GOALS:
1/ List every film title that the review of THE FRESHMAN gives in capital letters.
2/ Answer these questions using the review of THE FRESHMAN:
(a) Which actor plays Larry London?
(b) What is the name of the club where Larry London welcomes the guests?
(c) What is the stepfather's name?
3/ Return a word-for-word copy of the passage from the review of THE FRESHMAN that begins at the words "Even the film’s" and stops after "of the joke.".

SUPPLIED TEXT:
━━━━━━━━━━━━━━━━━━━━
The elegance makes the wordplay even more effective and that combined with things like the sight of Brando ice-skating gives the film its own sly tone just as much as the name of a character from A NIGHT AT THE OPERA pops up out of nowhere or even the music heard from the band as they play off Maximillian Schell’s Larry London when he welcomes the guests to the Gourmet Club. It’s a ridiculous movie, one where an entire setpiece involves a mall of people screaming when a lizard appears but it’s also one that has Brando involved in one of the most obvious, blithely absurd running gags imaginable. And the movie seems overjoyed that it’s letting this happen. Bergman loves getting actors to dig into his language, the nitpicking of if there is any difference between Leo and Big Leo, the precise syntax used by Penelope Ann Miller as she describes the Mona Lisa’s extended visit to the U.S. or even the very first words uttered by Brando in the film which seem designed to throw us for a loop even more than his very presence has done already.
For all the controversy at the time of Brando giving an interview saying how much he hated working on the film (which he later recanted) there’s not a shred of that in the finished product. He’s kept offscreen for much of the first half, really limited to two lengthy scenes with Broderick and while even now I still don’t know what to make of some of it and there could have been a danger of him nuking one of his most famous roles, along with what are presumably a few ON THE WATERFRONT nods in the dialogue at the very end because, well, why not? But it becomes positively graceful, with even small movements containing laughs. You can feel Sabatini’s mild annoyance at people about to tell him who he looks like and his presence is felt when he isn’t even around as if he would barely be able to disguise his contempt for the insufferable film professor Fleeber, whose teaching style seems to be to insist that his students regurgitate his own pretentious opinions as giant portraits of famous directors stare down at them in presumed agreement. As awful a person as Fleeber is (and, good as Paul Benedict’s performance is, my own personal experience says that they could very well have made him even worse—trust me, I know) he is right about this odd movie Clark finds himself in the middle of, maybe not quite KISS ME DEADLY, but it definitely blends film and real life--“one and the same,” he tells Clark--together and the screwy view of the world that Andrew Bergman takes during the film’s best moments, really the best moments of any of his films, are sublime. He looks at the world with a cockeyed glance, serving as the normal person who wonders what is so wrong with everyone else.
Even the film’s screwy take on animal rights activism which might upset some people today never goes against its essential humanist bent—personality-free stepfather Dwight is so consumed by it that he has no concept of humanity anymore, certainly no idea how to deal with his own stepson. The Sabatini clan may be morally slippery but at least they do what they do out of a passion for the world around them. Maybe one of the things THE FRESHMAN is about is discovering the people in this world who can appreciate simple poetry alongside you, without insisting on the way things should be for their own didactic, selfish purposes. You have to figure some people you meet in life out for yourself just like you have to figure out who you are. Even if you’re never entirely sure whether you’re part of the joke.
━━━━━━━━━━━━━━━━━━━━
Excerpts from a point labeling dataset:
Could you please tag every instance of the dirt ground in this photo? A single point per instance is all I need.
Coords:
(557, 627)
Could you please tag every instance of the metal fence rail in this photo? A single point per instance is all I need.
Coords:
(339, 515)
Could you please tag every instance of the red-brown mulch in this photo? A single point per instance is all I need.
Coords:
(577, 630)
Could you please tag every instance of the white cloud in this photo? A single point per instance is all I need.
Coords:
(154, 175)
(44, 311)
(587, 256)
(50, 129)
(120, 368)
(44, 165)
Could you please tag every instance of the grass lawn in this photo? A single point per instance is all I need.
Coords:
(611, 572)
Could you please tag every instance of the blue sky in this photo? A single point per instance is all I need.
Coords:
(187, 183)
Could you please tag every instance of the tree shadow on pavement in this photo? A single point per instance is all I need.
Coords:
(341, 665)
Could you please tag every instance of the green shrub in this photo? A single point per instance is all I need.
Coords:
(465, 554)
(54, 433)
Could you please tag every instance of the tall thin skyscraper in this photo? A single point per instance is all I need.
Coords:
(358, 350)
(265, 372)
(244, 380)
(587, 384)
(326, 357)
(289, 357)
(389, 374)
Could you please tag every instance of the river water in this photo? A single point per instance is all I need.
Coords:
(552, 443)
━━━━━━━━━━━━━━━━━━━━
TASK-BY-TASK ANSWERS:
1/
A NIGHT AT THE OPERA
ON THE WATERFRONT
KISS ME DEADLY
THE FRESHMAN

2/
(a) Maximillian Schell
(b) The Gourmet Club
(c) Dwight

3/
Even the film’s screwy take on animal rights activism which might upset some people today never goes against its essential humanist bent—personality-free stepfather Dwight is so consumed by it that he has no concept of humanity anymore, certainly no idea how to deal with his own stepson. The Sabatini clan may be morally slippery but at least they do what they do out of a passion for the world around them. Maybe one of the things THE FRESHMAN is about is discovering the people in this world who can appreciate simple poetry alongside you, without insisting on the way things should be for their own didactic, selfish purposes. You have to figure some people you meet in life out for yourself just like you have to figure out who you are. Even if you’re never entirely sure whether you’re part of the joke.